▶ _Given entries_:

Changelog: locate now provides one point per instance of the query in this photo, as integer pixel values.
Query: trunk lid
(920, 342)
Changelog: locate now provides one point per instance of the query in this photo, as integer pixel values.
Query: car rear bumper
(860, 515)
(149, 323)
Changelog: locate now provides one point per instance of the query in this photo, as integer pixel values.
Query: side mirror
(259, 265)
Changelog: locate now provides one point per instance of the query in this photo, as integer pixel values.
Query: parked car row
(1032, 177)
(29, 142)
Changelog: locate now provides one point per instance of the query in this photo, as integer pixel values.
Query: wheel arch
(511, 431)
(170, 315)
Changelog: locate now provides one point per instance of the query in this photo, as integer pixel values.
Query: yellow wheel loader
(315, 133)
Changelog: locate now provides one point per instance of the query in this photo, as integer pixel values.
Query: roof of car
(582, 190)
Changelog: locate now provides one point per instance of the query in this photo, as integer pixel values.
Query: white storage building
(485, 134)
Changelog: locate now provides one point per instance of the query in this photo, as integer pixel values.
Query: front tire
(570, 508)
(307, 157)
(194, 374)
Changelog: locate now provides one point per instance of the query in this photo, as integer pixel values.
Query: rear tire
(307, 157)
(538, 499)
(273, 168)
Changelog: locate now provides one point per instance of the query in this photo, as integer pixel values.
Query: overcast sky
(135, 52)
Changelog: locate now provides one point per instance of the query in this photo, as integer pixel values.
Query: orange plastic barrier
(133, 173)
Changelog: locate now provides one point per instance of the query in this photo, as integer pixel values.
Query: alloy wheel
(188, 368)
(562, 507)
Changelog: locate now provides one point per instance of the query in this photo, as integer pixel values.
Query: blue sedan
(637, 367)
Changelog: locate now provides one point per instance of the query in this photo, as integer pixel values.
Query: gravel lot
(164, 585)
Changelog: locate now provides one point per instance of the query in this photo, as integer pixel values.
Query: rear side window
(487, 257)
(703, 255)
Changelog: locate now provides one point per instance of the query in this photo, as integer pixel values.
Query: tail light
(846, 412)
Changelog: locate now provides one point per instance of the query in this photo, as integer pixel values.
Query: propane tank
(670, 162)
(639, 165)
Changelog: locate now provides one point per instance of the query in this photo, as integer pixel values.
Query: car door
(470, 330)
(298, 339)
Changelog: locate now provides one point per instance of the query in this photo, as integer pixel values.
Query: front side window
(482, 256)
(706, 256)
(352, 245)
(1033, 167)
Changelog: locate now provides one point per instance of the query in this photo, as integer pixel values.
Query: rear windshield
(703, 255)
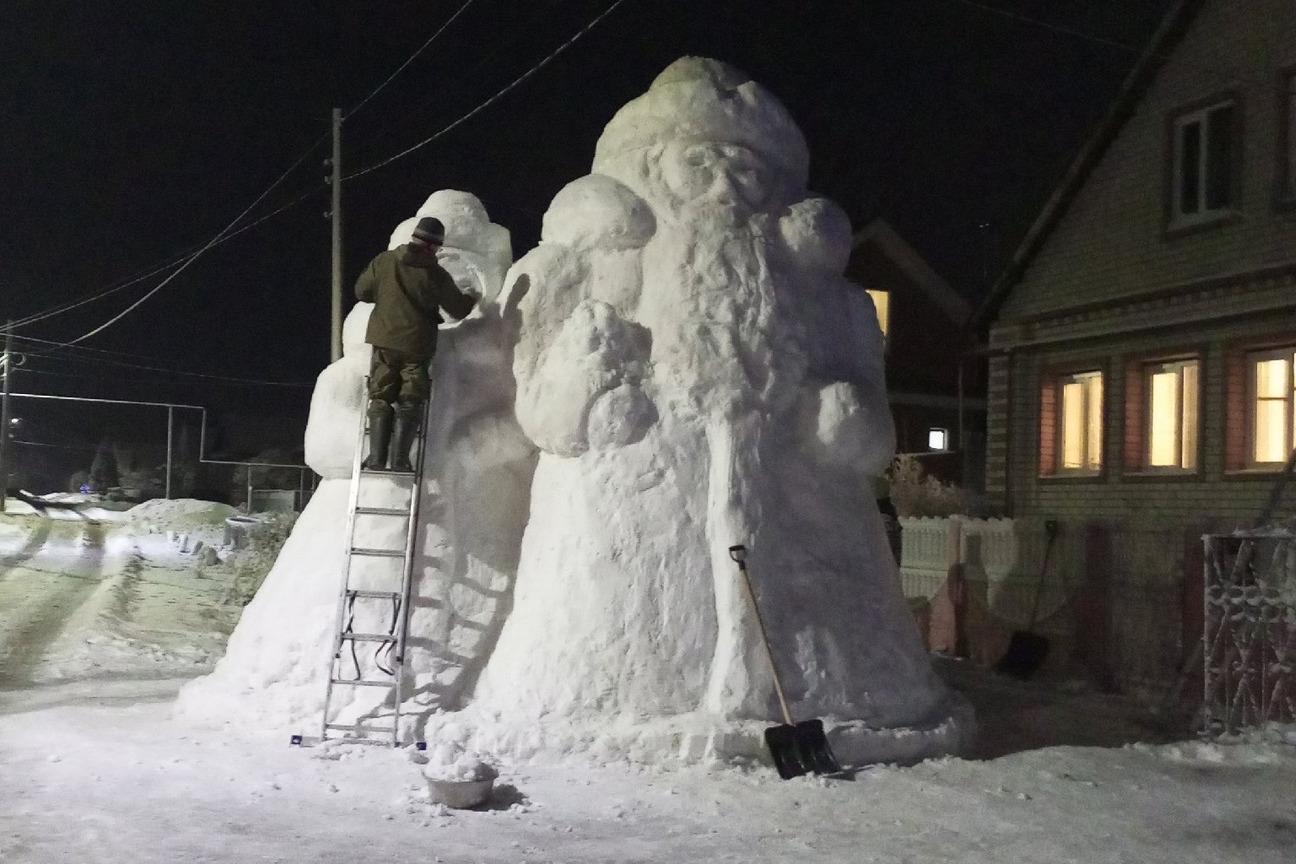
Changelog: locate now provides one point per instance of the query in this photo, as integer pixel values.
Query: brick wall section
(1111, 242)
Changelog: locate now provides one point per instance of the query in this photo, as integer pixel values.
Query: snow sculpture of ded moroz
(696, 372)
(678, 367)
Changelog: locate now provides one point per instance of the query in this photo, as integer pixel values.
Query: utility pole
(7, 363)
(336, 213)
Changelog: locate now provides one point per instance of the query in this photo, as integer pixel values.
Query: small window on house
(1172, 415)
(1203, 181)
(1273, 406)
(881, 302)
(1080, 422)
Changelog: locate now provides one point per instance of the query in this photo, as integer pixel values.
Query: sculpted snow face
(696, 373)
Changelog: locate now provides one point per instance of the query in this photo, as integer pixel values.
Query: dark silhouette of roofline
(1163, 42)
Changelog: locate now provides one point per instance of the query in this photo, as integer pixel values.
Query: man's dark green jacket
(408, 289)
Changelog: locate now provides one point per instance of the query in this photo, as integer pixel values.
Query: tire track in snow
(49, 601)
(11, 562)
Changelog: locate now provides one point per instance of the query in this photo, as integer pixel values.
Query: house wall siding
(1213, 496)
(1112, 242)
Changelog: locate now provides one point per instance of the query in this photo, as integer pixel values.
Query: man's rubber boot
(380, 435)
(407, 422)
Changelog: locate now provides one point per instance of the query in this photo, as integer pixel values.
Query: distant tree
(103, 469)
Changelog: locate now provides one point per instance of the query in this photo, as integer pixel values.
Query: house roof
(1134, 87)
(913, 264)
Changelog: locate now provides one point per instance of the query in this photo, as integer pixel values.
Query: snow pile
(677, 368)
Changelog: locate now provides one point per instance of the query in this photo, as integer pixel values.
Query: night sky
(135, 131)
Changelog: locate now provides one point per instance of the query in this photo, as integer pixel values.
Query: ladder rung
(359, 727)
(381, 511)
(380, 553)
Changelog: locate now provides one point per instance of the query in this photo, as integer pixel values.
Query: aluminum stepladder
(347, 596)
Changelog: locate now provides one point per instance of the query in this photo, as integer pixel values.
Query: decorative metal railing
(1249, 634)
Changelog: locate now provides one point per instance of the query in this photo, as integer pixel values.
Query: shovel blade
(801, 749)
(1025, 654)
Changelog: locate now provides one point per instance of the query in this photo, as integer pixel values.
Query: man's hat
(429, 231)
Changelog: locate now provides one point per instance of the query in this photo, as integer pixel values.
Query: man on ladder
(410, 290)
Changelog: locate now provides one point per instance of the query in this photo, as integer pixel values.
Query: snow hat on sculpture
(695, 373)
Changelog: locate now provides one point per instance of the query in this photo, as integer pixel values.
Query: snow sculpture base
(691, 738)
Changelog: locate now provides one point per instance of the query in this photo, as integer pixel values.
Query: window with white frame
(1080, 422)
(1203, 181)
(1170, 412)
(1273, 406)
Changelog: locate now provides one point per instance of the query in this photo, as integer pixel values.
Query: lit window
(1080, 422)
(1172, 415)
(1203, 165)
(881, 302)
(1273, 415)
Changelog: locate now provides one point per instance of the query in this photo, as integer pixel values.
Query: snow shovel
(797, 748)
(1027, 650)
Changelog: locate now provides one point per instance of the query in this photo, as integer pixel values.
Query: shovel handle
(739, 555)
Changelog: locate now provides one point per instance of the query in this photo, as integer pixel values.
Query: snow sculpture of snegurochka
(678, 367)
(477, 472)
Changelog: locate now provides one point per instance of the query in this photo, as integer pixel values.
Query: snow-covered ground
(92, 593)
(95, 770)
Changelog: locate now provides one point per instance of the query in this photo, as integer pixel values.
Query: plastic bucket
(460, 794)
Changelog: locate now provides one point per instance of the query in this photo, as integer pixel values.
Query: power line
(219, 378)
(493, 99)
(176, 259)
(198, 254)
(58, 310)
(1222, 74)
(408, 60)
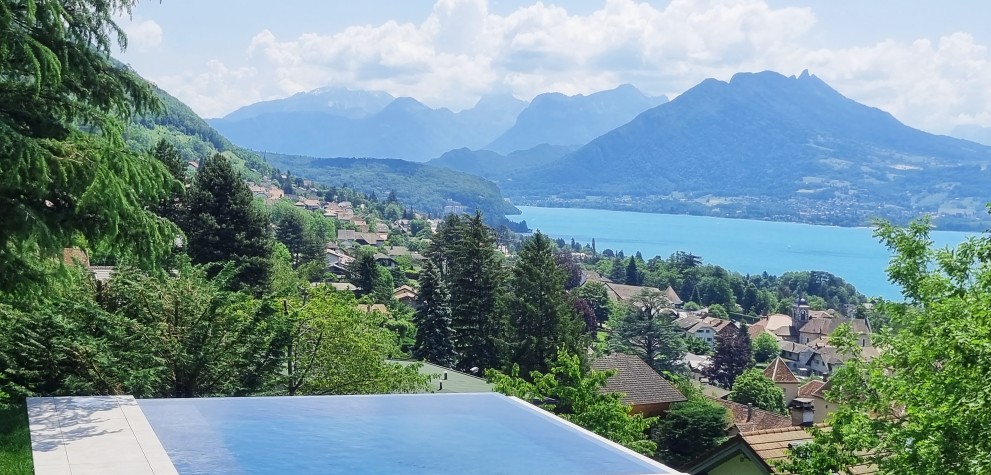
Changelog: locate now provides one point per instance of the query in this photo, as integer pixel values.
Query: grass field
(15, 442)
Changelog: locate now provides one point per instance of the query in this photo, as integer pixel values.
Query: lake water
(741, 245)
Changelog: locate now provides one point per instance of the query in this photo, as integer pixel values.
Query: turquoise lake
(745, 246)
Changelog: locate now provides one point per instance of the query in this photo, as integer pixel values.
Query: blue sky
(925, 62)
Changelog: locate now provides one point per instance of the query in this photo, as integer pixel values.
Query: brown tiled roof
(71, 254)
(826, 326)
(757, 328)
(686, 322)
(821, 392)
(637, 380)
(779, 373)
(763, 447)
(792, 347)
(760, 419)
(620, 292)
(810, 388)
(773, 444)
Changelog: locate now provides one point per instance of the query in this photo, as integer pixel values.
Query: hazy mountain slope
(557, 119)
(766, 135)
(191, 135)
(405, 128)
(425, 187)
(974, 133)
(496, 167)
(337, 101)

▶ _Goal_: Count the lines of the material that contain the word "sculpture" and give only the number.

▶ _Answer to the exercise_: 4